- _DATA RECORDS_
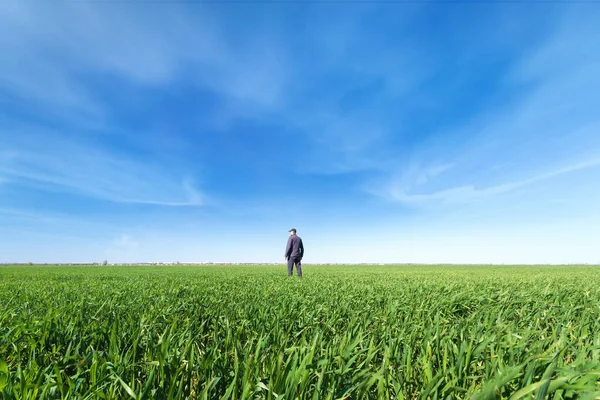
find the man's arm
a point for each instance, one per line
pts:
(288, 248)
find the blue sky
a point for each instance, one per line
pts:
(182, 131)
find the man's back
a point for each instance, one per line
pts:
(295, 247)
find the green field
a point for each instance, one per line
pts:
(240, 332)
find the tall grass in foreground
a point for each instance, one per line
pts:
(341, 332)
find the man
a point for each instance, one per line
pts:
(294, 251)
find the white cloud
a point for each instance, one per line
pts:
(547, 131)
(53, 46)
(465, 194)
(52, 162)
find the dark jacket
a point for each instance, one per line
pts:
(294, 248)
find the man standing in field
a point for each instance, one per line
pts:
(294, 251)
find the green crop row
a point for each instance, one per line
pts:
(342, 332)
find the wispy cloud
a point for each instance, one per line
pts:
(53, 47)
(544, 132)
(405, 193)
(50, 161)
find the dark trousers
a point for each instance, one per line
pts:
(298, 262)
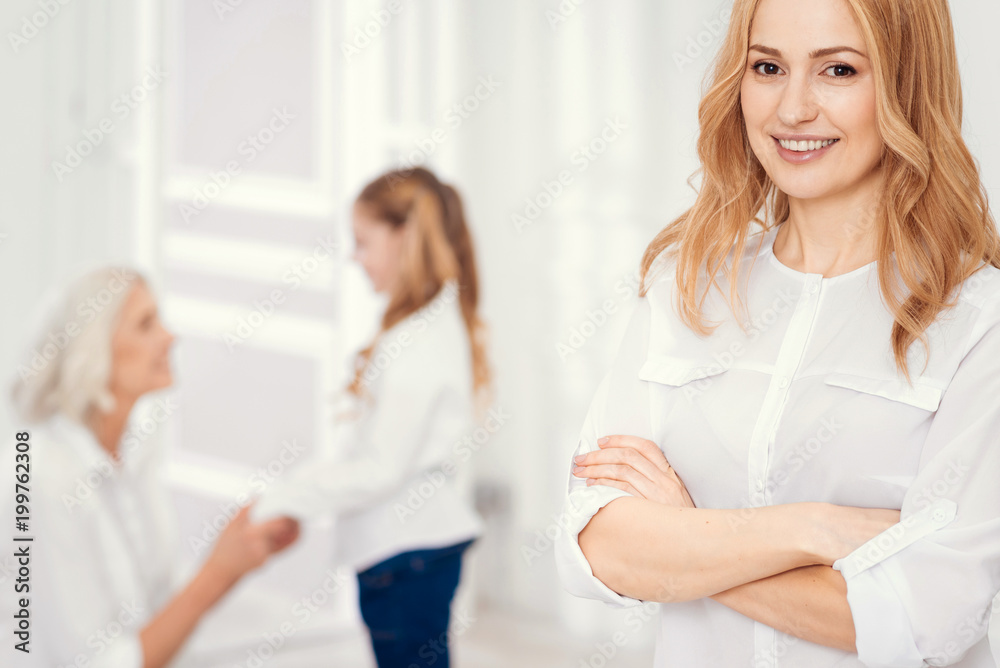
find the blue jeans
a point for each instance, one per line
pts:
(406, 604)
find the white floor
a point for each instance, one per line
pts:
(496, 639)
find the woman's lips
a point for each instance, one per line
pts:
(799, 157)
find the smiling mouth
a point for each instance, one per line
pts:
(804, 146)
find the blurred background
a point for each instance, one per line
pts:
(217, 146)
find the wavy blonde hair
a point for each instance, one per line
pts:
(437, 248)
(937, 222)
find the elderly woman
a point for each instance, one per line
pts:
(813, 481)
(103, 589)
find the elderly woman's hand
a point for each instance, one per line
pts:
(636, 466)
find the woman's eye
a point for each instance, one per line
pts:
(840, 71)
(767, 69)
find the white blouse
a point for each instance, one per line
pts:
(396, 481)
(103, 549)
(808, 406)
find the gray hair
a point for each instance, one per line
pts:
(68, 368)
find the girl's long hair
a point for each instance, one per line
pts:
(937, 219)
(437, 247)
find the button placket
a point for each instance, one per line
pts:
(789, 358)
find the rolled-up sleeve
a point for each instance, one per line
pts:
(922, 592)
(620, 406)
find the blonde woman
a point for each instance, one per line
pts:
(796, 449)
(403, 520)
(103, 587)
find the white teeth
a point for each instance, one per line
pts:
(801, 146)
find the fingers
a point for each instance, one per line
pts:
(617, 484)
(595, 464)
(645, 447)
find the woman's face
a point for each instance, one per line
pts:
(140, 347)
(377, 248)
(808, 78)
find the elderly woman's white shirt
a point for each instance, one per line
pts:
(103, 549)
(808, 406)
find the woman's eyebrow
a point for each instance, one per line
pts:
(818, 53)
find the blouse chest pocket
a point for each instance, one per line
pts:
(678, 371)
(683, 395)
(920, 395)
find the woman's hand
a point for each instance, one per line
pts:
(636, 466)
(843, 529)
(243, 546)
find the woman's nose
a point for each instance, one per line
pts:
(798, 102)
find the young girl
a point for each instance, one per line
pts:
(837, 433)
(403, 522)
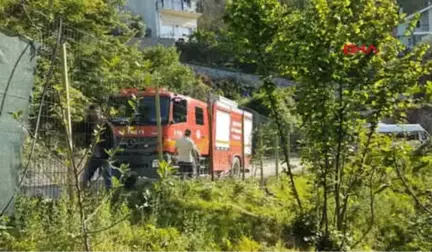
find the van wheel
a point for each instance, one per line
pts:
(236, 168)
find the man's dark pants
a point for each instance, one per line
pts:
(187, 168)
(99, 163)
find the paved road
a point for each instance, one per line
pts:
(269, 167)
(46, 182)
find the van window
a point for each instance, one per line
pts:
(180, 111)
(199, 116)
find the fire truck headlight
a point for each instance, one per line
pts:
(155, 163)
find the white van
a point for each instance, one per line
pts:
(410, 132)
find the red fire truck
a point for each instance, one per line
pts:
(136, 131)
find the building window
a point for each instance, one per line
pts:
(199, 116)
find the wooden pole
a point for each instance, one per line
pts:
(277, 155)
(243, 162)
(68, 121)
(210, 120)
(66, 83)
(158, 122)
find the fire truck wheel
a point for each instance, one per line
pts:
(236, 167)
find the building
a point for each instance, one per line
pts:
(422, 31)
(168, 20)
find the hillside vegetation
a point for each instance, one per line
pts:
(360, 190)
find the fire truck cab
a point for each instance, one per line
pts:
(135, 130)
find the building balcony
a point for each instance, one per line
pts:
(186, 8)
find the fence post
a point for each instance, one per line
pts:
(243, 162)
(158, 122)
(277, 154)
(210, 120)
(261, 156)
(68, 122)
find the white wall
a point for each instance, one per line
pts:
(147, 10)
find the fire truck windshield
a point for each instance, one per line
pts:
(145, 114)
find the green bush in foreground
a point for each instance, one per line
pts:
(225, 215)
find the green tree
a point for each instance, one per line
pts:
(334, 90)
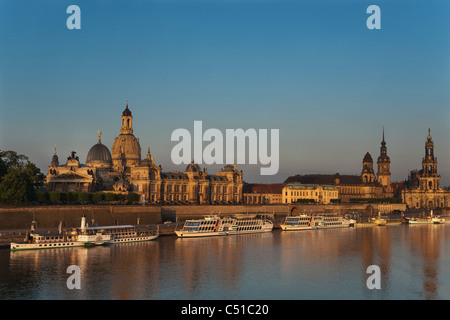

- _PROMPT_
Every line of the listing above is to be retyped exactly, but the pictures are to be dropped.

- _RESPONSE BELOW_
find the man's arm
a point for each instance, one per line
pts:
(288, 248)
find the blue sky
a point for each instance, one per line
pts:
(182, 131)
find the man's back
a point for each instance, one per line
pts:
(295, 247)
find the green field
a point for each instance, one per line
pts:
(240, 332)
find the tall grass in foreground
a point for each instance, one per line
pts:
(341, 332)
find the man
a point for each instance, one per line
pts:
(294, 251)
find the white cloud
a point for each instance, one per line
pts:
(547, 131)
(53, 46)
(465, 194)
(52, 162)
find the dark jacket
a point for each instance, one per line
pts:
(294, 248)
find the man standing in field
a point for each instance, one per line
pts:
(294, 251)
find the green crop row
a point for each instance, one per line
pts:
(342, 332)
find the wispy cloud
a point for each instance, one per line
pts:
(53, 47)
(544, 132)
(405, 193)
(50, 161)
find the dark trousers
a point for each instance, one per line
pts:
(298, 262)
find the blue jeans
a point for each instance, one per line
pts:
(406, 604)
find the white floor
a point for each instance, one per line
pts:
(496, 639)
find the woman's lips
a point for each instance, one per line
pts:
(799, 157)
find the smiling mouth
a point for each instance, one per line
pts:
(804, 146)
find the blurred background
a point for each instance, one per line
pts:
(217, 146)
find the wavy blonde hair
a point for each instance, one per line
pts:
(437, 248)
(937, 222)
find the elderly woman
a point for each instance, one per line
pts:
(813, 481)
(103, 589)
find the elderly woman's hand
a point for each instance, one per line
pts:
(636, 466)
find the woman's eye
a point for each instance, one per line
pts:
(840, 71)
(767, 69)
find the white blouse
a point for each instance, one per line
pts:
(396, 481)
(103, 549)
(808, 406)
find the gray hair
a point for each instance, one per line
pts:
(68, 368)
find the girl's long hair
a point for each instance, one per line
pts:
(937, 219)
(437, 247)
find the button placket
a point for each instance, one per line
pts:
(789, 358)
find the rolled-up sleeve
a point for each instance, one per line
pts:
(922, 592)
(620, 406)
find the blonde woman
a point for each instance, one per line
pts:
(796, 449)
(403, 520)
(103, 587)
find the white teeth
a point for each instance, one per line
pts:
(801, 146)
find the fingers
a point for each instance, one per line
pts:
(617, 484)
(595, 464)
(645, 447)
find the woman's face
a point for each instance, one per line
pts:
(140, 347)
(377, 248)
(808, 78)
find the elderly woman's white shirt
a point for each instance, one per line
pts:
(103, 549)
(808, 406)
find the woman's eyebrow
a point for each instance, one per line
pts:
(818, 53)
find the blouse chest pocket
a point for each instance, one per line
pts:
(678, 371)
(683, 395)
(920, 395)
find the woman's hand
a point for each instance, one per line
pts:
(636, 466)
(843, 529)
(243, 546)
find the woman's nose
a point for each instance, one per line
pts:
(798, 102)
find the young girl
a point for each instance, one per line
pts:
(837, 433)
(403, 522)
find the van wheel
a point for each instance, one per line
pts:
(236, 168)
find the man's dark pants
a point for each instance, one per line
pts:
(187, 168)
(99, 163)
find the paved road
a point for each instance, one per line
pts:
(269, 167)
(46, 182)
find the van window
a point for each instance, one per line
pts:
(180, 111)
(199, 116)
find the fire truck headlight
a point for each instance, one per line
pts:
(155, 163)
find the white van
a point for each instance, one per line
pts:
(410, 132)
find the red fire truck
a point for each instance, one per line
pts:
(136, 131)
find the building window
a point for each instance, one per line
pts:
(199, 116)
find the wooden pole
a point for each instance, one per line
pts:
(277, 155)
(243, 162)
(68, 121)
(210, 120)
(66, 83)
(158, 122)
find the fire truck wheel
a point for each instance, one per line
pts:
(236, 167)
find the building
a point for each instance, one per line
pts:
(422, 31)
(168, 20)
find the hillside vegetation
a point for each instance, one per line
pts:
(360, 190)
find the fire truck cab
a point for each instance, one per line
pts:
(135, 130)
find the building balcony
a point for each instance, one per line
pts:
(186, 8)
find the fence post
a point for each instance, one per line
pts:
(243, 162)
(158, 122)
(277, 154)
(210, 120)
(261, 156)
(68, 122)
find the white wall
a point for each instance, one per line
pts:
(147, 10)
find the fire truck windshield
a point for each instance, one per line
pts:
(145, 114)
find the green bush in foreground
a point for each instance, one per line
pts:
(225, 215)
find the green tree
a point for each instance, one per line
pts:
(334, 90)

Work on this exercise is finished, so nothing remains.